§ **PROBLEMS TO SOLVE**
1: According to the extract on Dennett and free will, at which institution is Kevin Mitchell based?
2: From the extract on Dennett and free will, copy the passage starting with "More worrying for" and going on through "in the Grauniad.)", word for word.

§ **EXTRACT PROVIDED**
________
Provocative click-bait is not unusual in media titles and set-piece debates 🙂 Hat-tip to Anvesi on Twitter and to John’s response to the tweet above for pointing out Dennett’s use of the same content in the talk he gave at the same Chalmers-Koch event. These are from 20 & 25 years ago!

More worrying for me are more recent references by Dennett to Illusions in a Consciousness context.

A favourite of mine, Kevin Mitchell – evolutionary neuroscientist and systems thinker at Trinity College Dublin – author of “Innate” and “Free Agents” picked me up on a more recent quote in the last year. (Kevin’s own post referring to the “Just Deserts” debates with Greg Caruso which also starts with a popular media piece by Oliver Burkeman in the Grauniad.)

Refreshing interview here just last month with Kevin – quite matter-of-fact description from a working neuro-scientist – on how our agency (free-will) and more work and evolved to work. Even starts by shunning the value of “a definition” – see also this LinkedIn piece – Matthew West & Anatoly Levenchuk. Anyway nothing contentious, and nothing Dennett would disagree with. It just all makes sense – including the levels of agency, the degrees of freedom – not every decision needs conscious thought – it’s just efficient – the free-energy principle – to have many semi-automated / habitual actions and to focus on the value-add of consciousness. Free-will as free-won’t – a supervisory control system – as many have said before.

Important to notice that in these cases the focus is that aspect of our consciousness we call free will or conscious will – that part of consciousness that makes decisions to act based on what our consciousness experiences. Not the whole of what we might mean by consciousness. Again with Dennett it’s the user illusion. The will, the agency exists. The illusion is that there is some separate entity deciding and acting, a “user” separate from the experiencing occurring in the brain machinery. Frankly, this all goes back to earlier Dennett and Hofstadter “who am I” thought experiments. We are our experience and sense of will. They’re not separate things.
________
§ **COLLECTED MATERIAL**
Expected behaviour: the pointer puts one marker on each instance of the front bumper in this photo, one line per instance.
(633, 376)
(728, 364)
________
§ **REPLIES**
1: Trinity College Dublin.

2:
More worrying for me are more recent references by Dennett to Illusions in a Consciousness context.

A favourite of mine, Kevin Mitchell – evolutionary neuroscientist and systems thinker at Trinity College Dublin – author of “Innate” and “Free Agents” picked me up on a more recent quote in the last year. (Kevin’s own post referring to the “Just Deserts” debates with Greg Caruso which also starts with a popular media piece by Oliver Burkeman in the Grauniad.)